─── Texto fornecido ───
Outro mecanismo legal é a Lei Nº 11.762 de 2008, que proíbe a fabricação, comercialização, distribuição e importação de tintas imobiliárias e de uso infantil e escolar, vernizes e materiais similares de revestimento de superfícies que contenham concentração igual ou superior a 0,06% de chumbo metálico, em peso.
No entanto, apesar da existência de legislação, ela ainda é considerada insuficiente, permitindo que o setor produtivo atue dentro dos “limites”, aumentando os teores de chumbo no solo e água, contaminando o meio ambiente e agravando o potencial de contaminação.
Como os consumidores podem reduzir a exposição ao chumbo?
- Conscientização: Entender os riscos associados à exposição ao chumbo e como ele pode entrar no corpo humano é o primeiro passo.
- Produtos de consumo: Verifique se os produtos comprados, especialmente aqueles destinados a crianças, como brinquedos e materiais escolares, estão livres de chumbo. Procure selos de certificação de segurança.
- Casa segura: Se você mora em uma casa antiga, pode haver riscos de exposição ao chumbo na pintura ou no solo. Considere fazer um teste de chumbo e, se necessário, contratar profissionais para remover o metal com segurança.
- Dieta saudável e Sol: O chumbo pode se instalar tanto nos ossos quanto permanecer ativo na corrente sanguínea, atravessando as membranas celulares e causando efeitos tóxicos. Entretanto, estudos sugerem que os níveis de chumbo no sangue podem ser reduzidos ao adotar uma dieta rica em cálcio, ferro e vitamina C. Além disso, a falta de vitamina D está associada à acumulação de chumbo nos ossos. Portanto, a exposição ao Sol, com moderação e proteção solar na pele, contribui para evitar a contaminação por chumbo [14].
─── Itens fornecidos ───
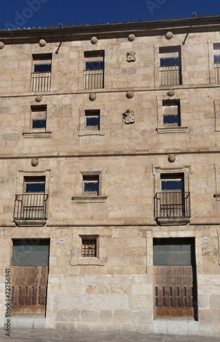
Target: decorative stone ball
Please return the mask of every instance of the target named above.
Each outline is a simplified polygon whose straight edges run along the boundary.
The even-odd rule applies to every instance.
[[[130,90],[129,92],[127,92],[127,94],[126,94],[126,96],[127,97],[127,98],[132,98],[132,97],[134,97],[134,92]]]
[[[46,40],[45,40],[44,39],[40,39],[40,42],[39,42],[39,45],[40,47],[45,47],[47,44],[47,42]]]
[[[170,39],[172,39],[172,38],[173,37],[173,34],[169,31],[169,32],[167,32],[167,34],[165,34],[165,37],[166,39],[169,40]]]
[[[97,37],[92,37],[91,38],[91,43],[92,44],[97,44],[98,42],[98,38]]]
[[[1,50],[2,49],[4,49],[4,47],[5,47],[4,43],[3,42],[0,42],[0,49],[1,49]]]
[[[169,90],[169,92],[167,92],[167,95],[169,96],[174,96],[175,92],[174,92],[173,89],[171,89],[170,90]]]
[[[37,165],[38,165],[38,163],[39,163],[39,161],[38,161],[38,158],[33,158],[32,159],[32,166],[36,166]]]
[[[90,92],[89,94],[89,99],[90,101],[95,101],[96,99],[96,94],[95,92]]]
[[[175,155],[169,155],[168,161],[170,163],[173,163],[175,161]]]
[[[40,96],[40,95],[38,95],[36,98],[35,98],[36,102],[40,102],[42,101],[42,96]]]
[[[128,39],[128,40],[129,40],[130,42],[133,42],[133,40],[135,40],[135,36],[134,36],[134,34],[130,34],[130,35],[128,36],[127,39]]]

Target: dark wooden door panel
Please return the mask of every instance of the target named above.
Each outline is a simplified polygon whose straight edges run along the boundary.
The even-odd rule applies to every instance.
[[[154,317],[193,319],[192,266],[154,266]]]
[[[48,266],[12,266],[12,315],[44,315]]]

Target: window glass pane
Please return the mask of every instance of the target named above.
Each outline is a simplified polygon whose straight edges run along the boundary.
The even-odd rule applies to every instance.
[[[99,192],[98,182],[84,182],[84,192]]]
[[[161,181],[162,190],[183,190],[183,181]]]
[[[180,58],[173,57],[171,58],[160,58],[160,66],[174,66],[180,65]]]
[[[214,63],[220,63],[220,55],[214,55]]]
[[[175,115],[164,115],[164,124],[180,124],[180,116]]]
[[[99,118],[98,116],[86,117],[86,126],[99,126]]]
[[[26,192],[45,192],[45,183],[26,183]]]
[[[162,266],[190,266],[192,265],[192,242],[180,241],[155,242],[153,248],[153,263],[154,265]]]
[[[33,120],[32,128],[46,128],[45,120]]]
[[[13,246],[13,266],[47,266],[49,240],[15,240]]]
[[[51,64],[34,64],[34,73],[51,73]]]
[[[103,68],[103,62],[86,62],[86,70],[99,70]]]

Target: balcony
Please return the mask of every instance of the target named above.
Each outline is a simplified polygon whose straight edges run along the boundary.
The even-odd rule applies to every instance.
[[[32,73],[32,92],[49,92],[51,73]]]
[[[160,86],[182,84],[180,66],[160,67]]]
[[[19,226],[44,226],[47,217],[47,200],[45,194],[15,195],[14,222]]]
[[[214,64],[214,69],[215,69],[215,80],[216,83],[220,83],[220,64],[215,63]]]
[[[100,89],[104,87],[104,70],[84,70],[84,88]]]
[[[157,192],[154,213],[160,225],[187,224],[191,217],[190,192]]]

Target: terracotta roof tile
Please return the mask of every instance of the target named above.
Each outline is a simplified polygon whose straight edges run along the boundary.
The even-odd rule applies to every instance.
[[[200,14],[199,16],[195,16],[194,18],[210,18],[210,17],[214,17],[214,16],[219,16],[218,14],[215,14],[215,16],[213,14],[210,14],[209,16],[208,16],[207,14],[205,14],[204,16],[202,16],[201,14]],[[189,19],[191,18],[188,18]],[[167,18],[165,20],[166,21],[180,21],[180,20],[184,20],[184,19],[186,19],[186,16],[183,16],[182,18],[180,17],[180,16],[178,16],[177,18],[171,18],[171,19],[170,19],[169,18]],[[161,18],[161,19],[158,19],[158,18],[156,18],[155,19],[154,21],[153,19],[150,19],[149,21],[147,21],[147,20],[145,20],[145,21],[142,21],[142,20],[139,20],[138,21],[134,21],[133,22],[131,21],[123,21],[122,23],[121,21],[118,21],[117,22],[117,24],[131,24],[131,23],[147,23],[147,22],[158,22],[158,21],[164,21],[164,19],[163,18]],[[80,27],[84,27],[84,26],[95,26],[95,25],[115,25],[116,24],[116,22],[115,21],[112,21],[112,23],[110,23],[110,22],[108,22],[106,24],[105,23],[101,23],[101,24],[100,24],[100,23],[97,23],[96,24],[95,24],[94,23],[92,23],[91,24],[89,24],[88,23],[86,23],[86,24],[83,24],[83,23],[81,23],[81,24],[75,24],[75,25],[73,25],[73,24],[70,24],[69,25],[64,25],[64,27],[77,27],[79,26]],[[53,27],[51,25],[49,25],[48,27],[46,27],[46,26],[43,26],[42,28],[39,26],[38,27],[38,29],[52,29]],[[59,28],[59,26],[58,25],[54,25],[53,26],[53,28],[56,29],[56,28]],[[28,30],[32,30],[32,29],[37,29],[36,27],[27,27],[27,29],[26,29],[26,27],[23,27],[23,29],[21,29],[20,27],[18,27],[17,29],[0,29],[0,31],[19,31],[19,30],[25,30],[25,29],[28,29]]]

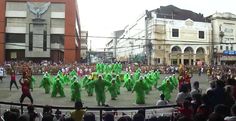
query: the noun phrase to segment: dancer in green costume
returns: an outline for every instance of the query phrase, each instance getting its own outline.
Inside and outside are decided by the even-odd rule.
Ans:
[[[93,80],[88,85],[93,85],[95,87],[96,100],[97,100],[98,106],[100,106],[101,104],[104,106],[105,101],[106,101],[105,87],[110,86],[111,84],[105,81],[100,75],[98,77],[98,80]]]
[[[47,75],[44,75],[39,87],[43,87],[45,89],[45,94],[50,93],[50,89],[51,89],[50,77]]]
[[[119,75],[116,75],[116,78],[115,78],[115,83],[116,83],[116,86],[117,86],[117,94],[120,95],[120,87],[121,87],[121,80],[120,80],[120,76]]]
[[[118,84],[115,79],[112,79],[111,85],[108,87],[108,91],[111,94],[111,100],[116,100],[118,92],[117,90],[118,90]]]
[[[83,79],[83,87],[85,88],[88,96],[93,96],[94,87],[92,85],[88,85],[90,82],[92,82],[92,77],[90,76],[88,78],[88,76],[86,75]]]
[[[124,87],[127,89],[127,91],[132,91],[134,86],[134,82],[132,81],[131,78],[129,78],[127,81],[124,83]]]
[[[51,97],[56,97],[57,93],[59,93],[61,97],[65,97],[64,88],[62,86],[62,82],[60,81],[60,77],[57,76],[54,79],[55,80],[53,81],[53,85],[52,85],[52,95],[51,95]]]
[[[166,77],[166,79],[162,81],[162,84],[157,89],[159,91],[162,91],[162,94],[165,95],[165,99],[167,101],[170,101],[174,85],[172,84],[172,82],[170,82],[169,78]]]
[[[80,101],[81,102],[80,89],[81,89],[81,85],[80,85],[79,81],[75,80],[71,85],[71,101]]]
[[[145,90],[147,86],[143,82],[143,78],[140,77],[138,81],[135,82],[132,93],[136,92],[136,104],[145,104]]]

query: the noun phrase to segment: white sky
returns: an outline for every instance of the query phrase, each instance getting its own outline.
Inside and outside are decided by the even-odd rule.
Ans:
[[[89,36],[111,37],[145,12],[160,6],[174,5],[181,9],[202,13],[215,12],[236,14],[236,0],[77,0],[81,29]],[[88,38],[92,50],[101,50],[110,39]],[[90,43],[89,43],[90,45]]]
───
## Problemas a resolver
**a.** Extraia do texto sobre o chumbo, sem nenhuma alteração, o trecho que começa nas palavras que contêm "Como os consumidores" e vai até "certificação de segurança.".
**b.** Dê continuidade ao texto sobre o chumbo a partir do ponto em que ele termina.

## Respostas do exercício
**a.**
Como os consumidores podem reduzir a exposição ao chumbo?
- Conscientização: Entender os riscos associados à exposição ao chumbo e como ele pode entrar no corpo humano é o primeiro passo.
- Produtos de consumo: Verifique se os produtos comprados, especialmente aqueles destinados a crianças, como brinquedos e materiais escolares, estão livres de chumbo. Procure selos de certificação de segurança.

**b.**
- Descarte correto: A Resolução Conama 401 afirma que não é permitido o descarte de pilhas e baterias em aterros sanitários ou diretamente no meio ambiente, como em corpos d’água, terrenos abandonados ou no esgoto, uma vez que o chumbo e outros metais pesados podem contaminar recursos naturais. Neste sentido, é essencial a destinação adequada a locais especializados no tratamento destes materiais.
Para saber onde descartar resíduos perigosos, como pilhas e baterias contendo chumbo, ou de outros tipos, consulte o buscador gratuito do Portal eCycle.
Como as indústrias podem contribuir para a redução da contaminação por chumbo?
Proteção do trabalhador
As indústrias devem implementar medidas rigorosas de segurança para proteger os trabalhadores da exposição ocupacional ao chumbo. Isso pode incluir o uso de equipamentos de proteção individual (EPI), como máscaras, luvas e aventais resistentes a substâncias químicas. Além disso, é crucial a realização de exames médicos regulares para monitorar qualquer possível intoxicação por chumbo.
As indústrias também devem garantir que os trabalhadores não levem chumbo para casa em suas roupas ou corpos, fornecendo instalações adequadas para a troca e lavagem de roupas de trabalho.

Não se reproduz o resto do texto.